課題一覧:
a. 文書抜粋の「日本を取り巻く国際情勢や日本」から「のため尽力してまいりました。」までを、「日中韓首脳会議」を「日中韓サミット」に置き換えて更新せよ。
b. 文書抜粋に基づき、次の各問に答えよ。
(i) G8サミットの主催は何年に一度か。
(ii) 金融・世界経済に関する首脳会合は何月に行われたか。
(iii) 就任早々の出張先はどこか。

文書抜粋:
☆ ☆ ☆ ☆ ☆ ☆ ☆

日本を取り巻く国際情勢や日本外交の軌跡を振り返り、正確かつ客観的な記録を留めていくことは、国民の皆様への説明責任を果たしていく上で、また、1年間の日本外交の総括記録を後世に残すという意味でも重要です。こうした考えの下、平成21年版外交青書(外交青書2009)を刊行いたしました。


2008年は、日本にとって8年に一度のG8サミット主催と5年に一度のアフリカ開発会議(TICAD)開催が重なるという史上稀まれな外交の年でした。日本はこの機会をとらえ、国際社会に共通の課題の解決に向けた強力なリーダーシップを発揮し、国際的に高い評価を得ることができました。また、拡大する金融危機に対しては、11月の金融・世界経済に関する首脳会合で日本の経験を踏まえた具体的な提案を行いました。さらに12月には、日中韓首脳会議を初めて単独開催し、日中韓協力を新たな次元に押し上げました。私自身、就任早々に国連総会開会中のニューヨークに出張し、ミレニアム開発目標ハイレベル会合などに出席し、また米国、中国、パキスタンと外相会談を実施したことを皮切りとして、日本の積極的・主体的外交のため尽力してまいりました。

☆ ☆ ☆ ☆ ☆ ☆ ☆

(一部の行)
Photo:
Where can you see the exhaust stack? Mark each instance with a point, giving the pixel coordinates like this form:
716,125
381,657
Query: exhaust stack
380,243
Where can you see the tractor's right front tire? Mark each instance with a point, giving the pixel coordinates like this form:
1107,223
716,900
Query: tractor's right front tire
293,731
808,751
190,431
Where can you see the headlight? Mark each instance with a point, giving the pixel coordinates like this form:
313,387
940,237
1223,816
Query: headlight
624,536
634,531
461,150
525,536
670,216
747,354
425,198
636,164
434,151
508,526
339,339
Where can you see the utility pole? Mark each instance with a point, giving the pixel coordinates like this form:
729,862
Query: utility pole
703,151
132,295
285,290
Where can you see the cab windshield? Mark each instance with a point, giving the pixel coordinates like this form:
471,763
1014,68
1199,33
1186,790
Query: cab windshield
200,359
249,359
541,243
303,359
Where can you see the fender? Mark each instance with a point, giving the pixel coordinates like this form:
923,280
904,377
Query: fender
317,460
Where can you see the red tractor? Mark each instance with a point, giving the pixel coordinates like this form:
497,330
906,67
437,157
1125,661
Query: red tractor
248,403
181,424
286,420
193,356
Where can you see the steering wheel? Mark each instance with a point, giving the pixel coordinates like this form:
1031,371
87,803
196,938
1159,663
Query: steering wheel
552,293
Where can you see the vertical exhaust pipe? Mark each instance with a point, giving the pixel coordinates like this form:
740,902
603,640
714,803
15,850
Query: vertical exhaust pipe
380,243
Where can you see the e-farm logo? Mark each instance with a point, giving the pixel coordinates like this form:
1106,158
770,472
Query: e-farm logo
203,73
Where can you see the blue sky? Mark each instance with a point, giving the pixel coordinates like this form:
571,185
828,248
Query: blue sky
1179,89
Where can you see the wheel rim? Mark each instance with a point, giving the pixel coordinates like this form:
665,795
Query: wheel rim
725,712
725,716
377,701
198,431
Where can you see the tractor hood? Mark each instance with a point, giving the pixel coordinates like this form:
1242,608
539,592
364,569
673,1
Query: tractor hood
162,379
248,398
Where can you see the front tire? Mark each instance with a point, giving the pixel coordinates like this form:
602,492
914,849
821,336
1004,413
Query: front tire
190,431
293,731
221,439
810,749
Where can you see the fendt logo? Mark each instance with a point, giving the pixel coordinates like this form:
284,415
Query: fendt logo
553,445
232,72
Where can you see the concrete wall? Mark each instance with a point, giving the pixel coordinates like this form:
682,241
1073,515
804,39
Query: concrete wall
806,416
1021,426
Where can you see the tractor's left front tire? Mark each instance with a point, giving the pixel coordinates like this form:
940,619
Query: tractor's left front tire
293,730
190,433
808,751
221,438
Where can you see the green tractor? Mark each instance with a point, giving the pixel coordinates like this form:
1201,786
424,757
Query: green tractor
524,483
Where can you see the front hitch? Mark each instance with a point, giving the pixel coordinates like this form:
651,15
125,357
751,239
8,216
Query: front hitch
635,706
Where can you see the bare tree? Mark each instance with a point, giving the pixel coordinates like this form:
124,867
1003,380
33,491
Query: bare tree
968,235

☆ ☆ ☆ ☆ ☆ ☆ ☆

課題の結果:
a.
日本を取り巻く国際情勢や日本外交の軌跡を振り返り、正確かつ客観的な記録を留めていくことは、国民の皆様への説明責任を果たしていく上で、また、1年間の日本外交の総括記録を後世に残すという意味でも重要です。こうした考えの下、平成21年版外交青書(外交青書2009)を刊行いたしました。


2008年は、日本にとって8年に一度のG8サミット主催と5年に一度のアフリカ開発会議(TICAD)開催が重なるという史上稀まれな外交の年でした。日本はこの機会をとらえ、国際社会に共通の課題の解決に向けた強力なリーダーシップを発揮し、国際的に高い評価を得ることができました。また、拡大する金融危機に対しては、11月の金融・世界経済に関する首脳会合で日本の経験を踏まえた具体的な提案を行いました。さらに12月には、日中韓サミットを初めて単独開催し、日中韓協力を新たな次元に押し上げました。私自身、就任早々に国連総会開会中のニューヨークに出張し、ミレニアム開発目標ハイレベル会合などに出席し、また米国、中国、パキスタンと外相会談を実施したことを皮切りとして、日本の積極的・主体的外交のため尽力してまいりました。

b.
(i) 8年に一度
(ii) 11月
(iii) ニューヨーク